Re: [PATCH 1/2] vfs: make sure struct filename->iname is word-aligned
From: Rasmus Villemoes
Date: Mon Feb 22 2016 - 19:00:09 EST
On Fri, Feb 19 2016, Theodore Ts'o <tytso@xxxxxxx> wrote:
> On Thu, Feb 18, 2016 at 09:10:21PM +0100, Rasmus Villemoes wrote:
>>
>> Sure, that would work as well. I don't really care how ->iname is pushed
>> out to offset 32, but I'd like to know if it's worth it.
>
> Do you have access to one of these platforms where unaligned access is
> really painful?
No. But FWIW, I did a microbenchmark on my aging Core2, doing nothing
but lstat() on the same "aaaa..." string in a loop. 'before' is 4.4.2
with a few unrelated patches, 'after' is that plus 1/2 and 2/2. In
perf_x_y, x is length of "aaa..." string and y is alignment mod 8 in
userspace.

-*-

=== TASK REQUIREMENTS ===
In the mailing list reply, which system call did the microbenchmark run in a loop? The material that comes next is separate from the mailing list reply.

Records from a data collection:
-*-

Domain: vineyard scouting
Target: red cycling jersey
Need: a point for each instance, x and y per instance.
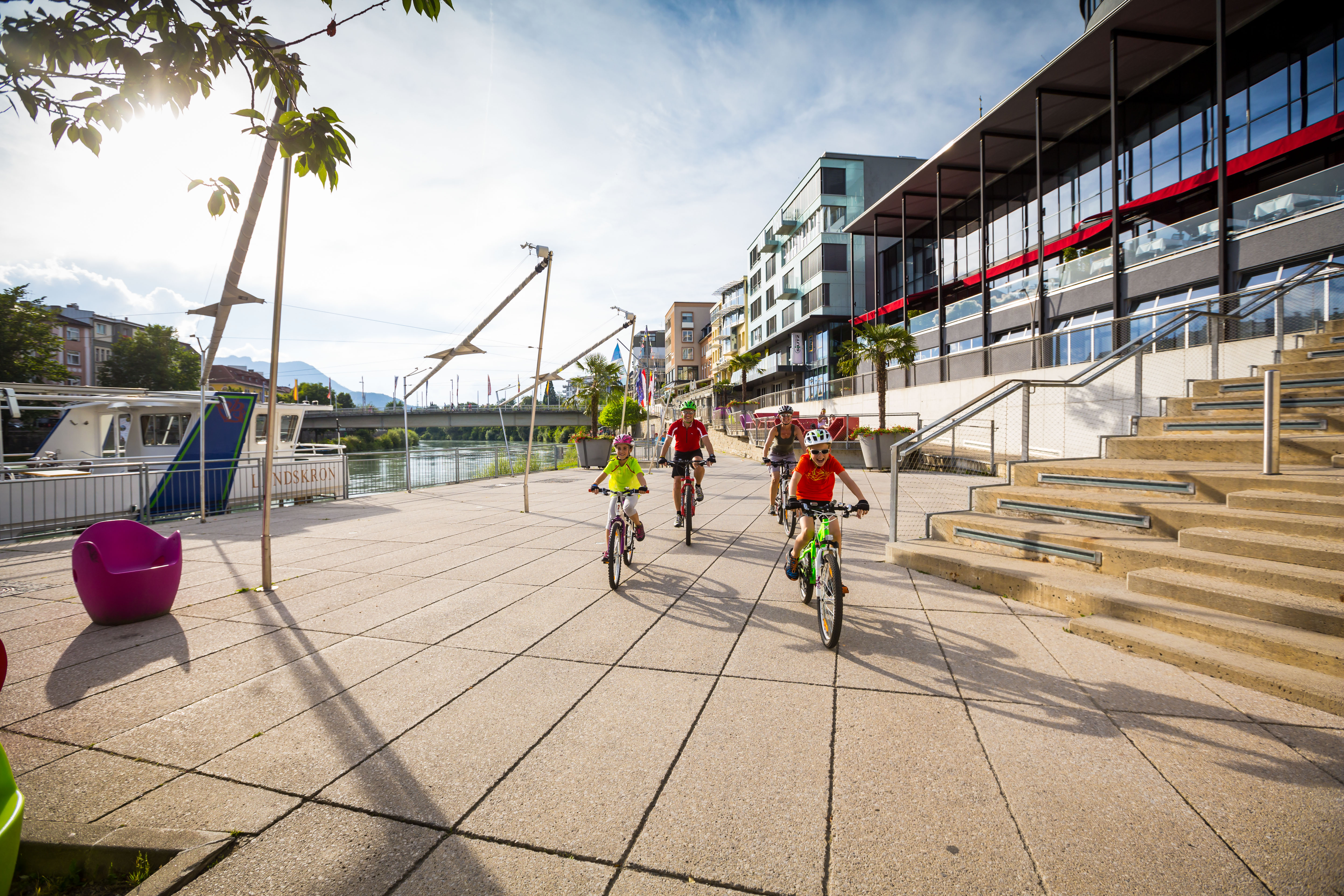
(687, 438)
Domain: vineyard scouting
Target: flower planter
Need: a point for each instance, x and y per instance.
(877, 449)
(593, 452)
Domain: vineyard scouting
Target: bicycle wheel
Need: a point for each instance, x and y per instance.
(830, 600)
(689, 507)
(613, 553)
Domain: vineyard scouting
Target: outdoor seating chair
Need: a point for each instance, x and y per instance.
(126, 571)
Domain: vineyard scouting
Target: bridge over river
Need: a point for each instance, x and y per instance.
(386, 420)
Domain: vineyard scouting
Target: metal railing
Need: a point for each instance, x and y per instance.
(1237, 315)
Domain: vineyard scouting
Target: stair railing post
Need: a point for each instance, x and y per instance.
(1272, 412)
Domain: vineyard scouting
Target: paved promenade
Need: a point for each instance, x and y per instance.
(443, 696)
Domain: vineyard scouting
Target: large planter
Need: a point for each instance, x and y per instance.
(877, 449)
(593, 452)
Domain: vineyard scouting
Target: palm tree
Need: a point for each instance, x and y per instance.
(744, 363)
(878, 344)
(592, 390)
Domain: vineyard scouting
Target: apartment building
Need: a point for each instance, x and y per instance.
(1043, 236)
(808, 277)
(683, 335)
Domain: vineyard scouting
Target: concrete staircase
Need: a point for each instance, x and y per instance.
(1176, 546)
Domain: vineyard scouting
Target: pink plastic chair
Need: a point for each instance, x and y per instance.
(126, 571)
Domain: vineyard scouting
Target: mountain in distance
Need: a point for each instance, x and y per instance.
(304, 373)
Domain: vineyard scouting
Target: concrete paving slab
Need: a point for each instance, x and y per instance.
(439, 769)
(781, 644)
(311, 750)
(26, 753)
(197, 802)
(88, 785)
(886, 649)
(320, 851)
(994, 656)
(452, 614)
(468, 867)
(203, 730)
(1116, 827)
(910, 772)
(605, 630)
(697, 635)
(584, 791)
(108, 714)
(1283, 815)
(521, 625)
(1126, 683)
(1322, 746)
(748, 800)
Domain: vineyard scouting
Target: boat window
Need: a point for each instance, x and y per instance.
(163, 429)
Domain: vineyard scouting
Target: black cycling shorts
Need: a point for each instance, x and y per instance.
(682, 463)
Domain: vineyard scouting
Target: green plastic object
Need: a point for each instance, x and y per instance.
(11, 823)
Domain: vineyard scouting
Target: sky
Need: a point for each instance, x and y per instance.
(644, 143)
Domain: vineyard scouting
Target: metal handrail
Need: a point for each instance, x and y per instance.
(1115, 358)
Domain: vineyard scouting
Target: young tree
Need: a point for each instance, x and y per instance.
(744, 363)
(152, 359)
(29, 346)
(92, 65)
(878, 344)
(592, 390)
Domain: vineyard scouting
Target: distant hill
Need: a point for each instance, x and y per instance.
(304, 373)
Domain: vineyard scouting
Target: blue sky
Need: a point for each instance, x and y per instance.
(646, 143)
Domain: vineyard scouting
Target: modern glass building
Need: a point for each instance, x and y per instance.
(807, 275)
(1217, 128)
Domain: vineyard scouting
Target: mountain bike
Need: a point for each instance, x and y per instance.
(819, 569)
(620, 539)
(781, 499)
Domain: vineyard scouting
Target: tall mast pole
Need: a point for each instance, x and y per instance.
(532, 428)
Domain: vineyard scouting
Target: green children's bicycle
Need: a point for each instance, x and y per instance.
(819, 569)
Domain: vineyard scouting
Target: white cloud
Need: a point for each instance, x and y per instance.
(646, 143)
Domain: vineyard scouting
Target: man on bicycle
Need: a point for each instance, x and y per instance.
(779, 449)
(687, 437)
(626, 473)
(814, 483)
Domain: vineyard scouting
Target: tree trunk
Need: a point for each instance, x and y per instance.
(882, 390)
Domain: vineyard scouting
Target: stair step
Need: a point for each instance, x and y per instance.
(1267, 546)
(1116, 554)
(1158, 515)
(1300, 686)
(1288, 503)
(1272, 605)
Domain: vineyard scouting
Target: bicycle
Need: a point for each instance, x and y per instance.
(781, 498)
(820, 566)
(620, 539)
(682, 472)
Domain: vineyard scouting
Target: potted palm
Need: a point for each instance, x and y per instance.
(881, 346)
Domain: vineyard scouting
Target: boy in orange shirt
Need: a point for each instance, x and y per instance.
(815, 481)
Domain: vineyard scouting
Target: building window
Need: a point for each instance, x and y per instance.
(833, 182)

-*-

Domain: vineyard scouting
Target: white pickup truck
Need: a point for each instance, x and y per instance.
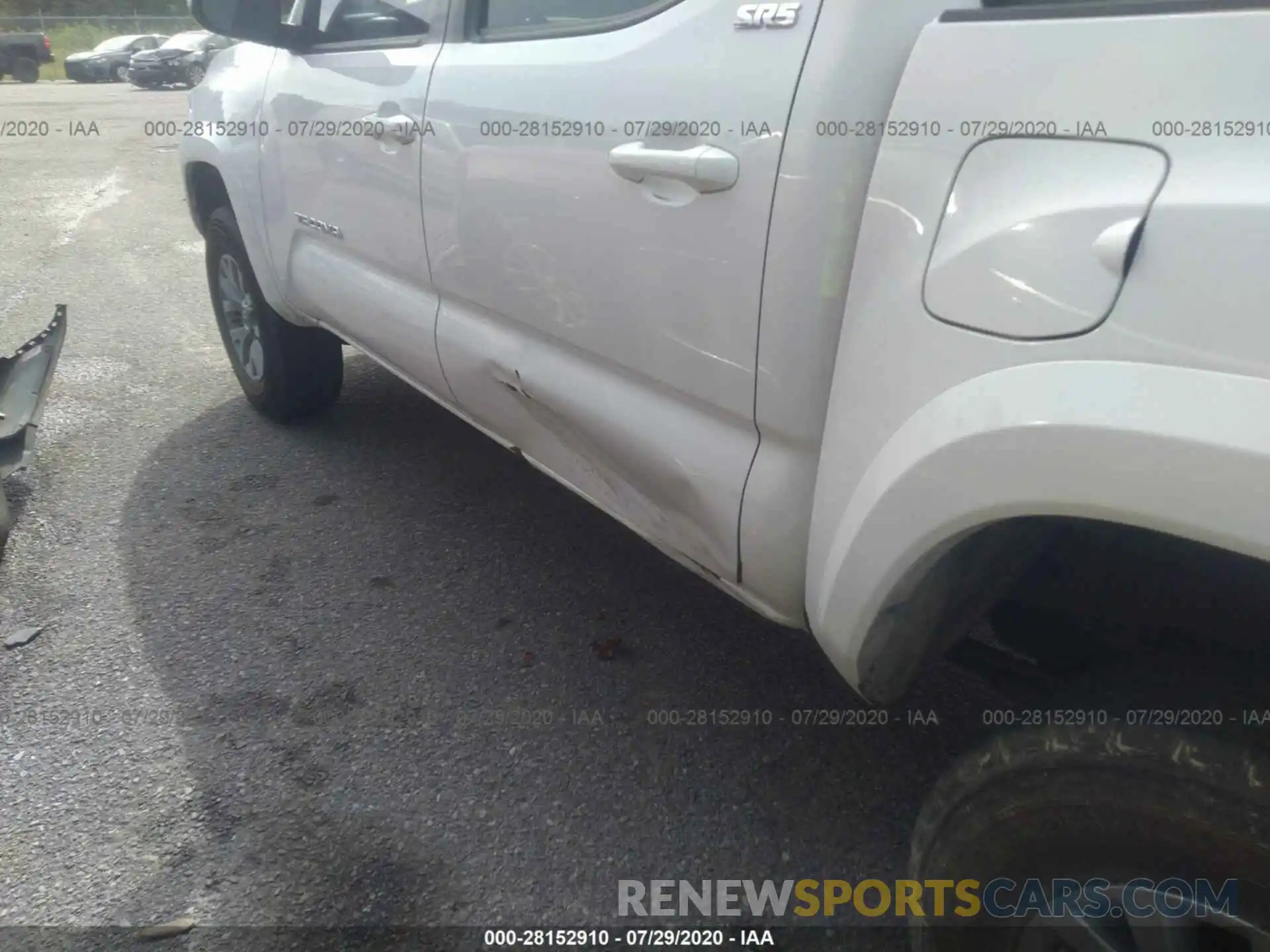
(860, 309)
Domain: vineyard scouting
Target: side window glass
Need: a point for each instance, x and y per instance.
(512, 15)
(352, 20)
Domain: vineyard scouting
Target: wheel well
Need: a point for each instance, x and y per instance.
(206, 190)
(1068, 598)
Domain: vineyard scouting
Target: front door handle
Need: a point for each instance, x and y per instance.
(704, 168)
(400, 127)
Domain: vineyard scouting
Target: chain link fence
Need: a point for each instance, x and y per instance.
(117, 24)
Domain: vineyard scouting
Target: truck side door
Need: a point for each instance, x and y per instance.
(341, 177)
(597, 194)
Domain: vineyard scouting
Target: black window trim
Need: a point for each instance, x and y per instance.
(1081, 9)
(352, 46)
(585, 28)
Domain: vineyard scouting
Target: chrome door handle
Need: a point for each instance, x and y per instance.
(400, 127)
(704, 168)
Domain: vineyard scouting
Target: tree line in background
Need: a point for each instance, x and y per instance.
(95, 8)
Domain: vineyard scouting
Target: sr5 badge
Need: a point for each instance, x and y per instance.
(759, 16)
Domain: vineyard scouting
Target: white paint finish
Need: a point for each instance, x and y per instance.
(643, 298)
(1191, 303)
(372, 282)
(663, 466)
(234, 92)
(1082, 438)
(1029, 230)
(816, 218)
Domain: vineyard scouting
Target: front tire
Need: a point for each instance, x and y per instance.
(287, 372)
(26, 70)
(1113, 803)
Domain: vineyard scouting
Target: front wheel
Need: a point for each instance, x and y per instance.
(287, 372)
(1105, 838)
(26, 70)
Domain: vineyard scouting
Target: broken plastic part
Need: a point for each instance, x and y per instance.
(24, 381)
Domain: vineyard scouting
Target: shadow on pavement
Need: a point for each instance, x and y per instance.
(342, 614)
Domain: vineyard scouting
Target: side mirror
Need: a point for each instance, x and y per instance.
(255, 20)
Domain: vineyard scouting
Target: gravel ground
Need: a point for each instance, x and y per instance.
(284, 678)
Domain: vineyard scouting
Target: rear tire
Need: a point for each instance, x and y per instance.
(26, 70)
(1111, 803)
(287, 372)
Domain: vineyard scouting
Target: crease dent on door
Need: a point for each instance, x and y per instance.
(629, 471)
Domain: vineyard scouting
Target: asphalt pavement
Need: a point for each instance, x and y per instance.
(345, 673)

-*-

=== ANSWER TO THIS PROBLEM ===
lstat()